#### [Listing]

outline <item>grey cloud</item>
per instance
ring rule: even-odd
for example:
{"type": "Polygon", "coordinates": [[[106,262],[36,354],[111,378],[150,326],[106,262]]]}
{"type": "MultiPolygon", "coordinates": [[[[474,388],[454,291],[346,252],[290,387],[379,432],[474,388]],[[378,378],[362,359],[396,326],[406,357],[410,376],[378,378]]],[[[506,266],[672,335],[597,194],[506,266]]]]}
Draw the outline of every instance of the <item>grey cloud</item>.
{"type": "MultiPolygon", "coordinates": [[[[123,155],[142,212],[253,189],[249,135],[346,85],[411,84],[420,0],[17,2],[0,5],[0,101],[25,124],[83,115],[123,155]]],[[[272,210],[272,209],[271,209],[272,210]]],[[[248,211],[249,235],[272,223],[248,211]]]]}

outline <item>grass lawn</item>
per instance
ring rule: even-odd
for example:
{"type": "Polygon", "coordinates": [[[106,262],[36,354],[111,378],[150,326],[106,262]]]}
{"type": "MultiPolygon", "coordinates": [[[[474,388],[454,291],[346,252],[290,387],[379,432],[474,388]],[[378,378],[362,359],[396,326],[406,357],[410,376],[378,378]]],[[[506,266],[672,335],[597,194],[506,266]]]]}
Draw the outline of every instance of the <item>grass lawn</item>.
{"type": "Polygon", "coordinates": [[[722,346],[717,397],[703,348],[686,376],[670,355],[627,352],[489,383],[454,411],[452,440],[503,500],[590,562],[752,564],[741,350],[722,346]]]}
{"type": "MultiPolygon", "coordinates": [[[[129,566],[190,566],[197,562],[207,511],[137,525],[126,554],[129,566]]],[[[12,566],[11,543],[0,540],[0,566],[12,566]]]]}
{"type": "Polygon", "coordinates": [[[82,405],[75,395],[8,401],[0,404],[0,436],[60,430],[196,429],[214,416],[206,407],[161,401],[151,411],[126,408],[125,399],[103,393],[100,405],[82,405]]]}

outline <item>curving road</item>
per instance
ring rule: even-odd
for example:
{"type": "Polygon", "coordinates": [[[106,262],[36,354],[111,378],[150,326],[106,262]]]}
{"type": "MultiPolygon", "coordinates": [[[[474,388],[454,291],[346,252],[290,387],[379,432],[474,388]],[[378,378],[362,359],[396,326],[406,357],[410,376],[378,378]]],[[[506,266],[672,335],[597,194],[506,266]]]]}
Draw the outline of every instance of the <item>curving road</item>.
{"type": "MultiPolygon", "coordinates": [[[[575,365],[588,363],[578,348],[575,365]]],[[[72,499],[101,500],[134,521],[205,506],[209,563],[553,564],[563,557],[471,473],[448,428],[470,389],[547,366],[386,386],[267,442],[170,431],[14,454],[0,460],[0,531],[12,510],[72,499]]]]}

#### [Exercise]
Locate each line in the rows above that contains the word "grass", and copy those lines.

#### [Output for this exercise]
outline <item>grass lawn</item>
Draw the outline of every instance of the <item>grass lawn</item>.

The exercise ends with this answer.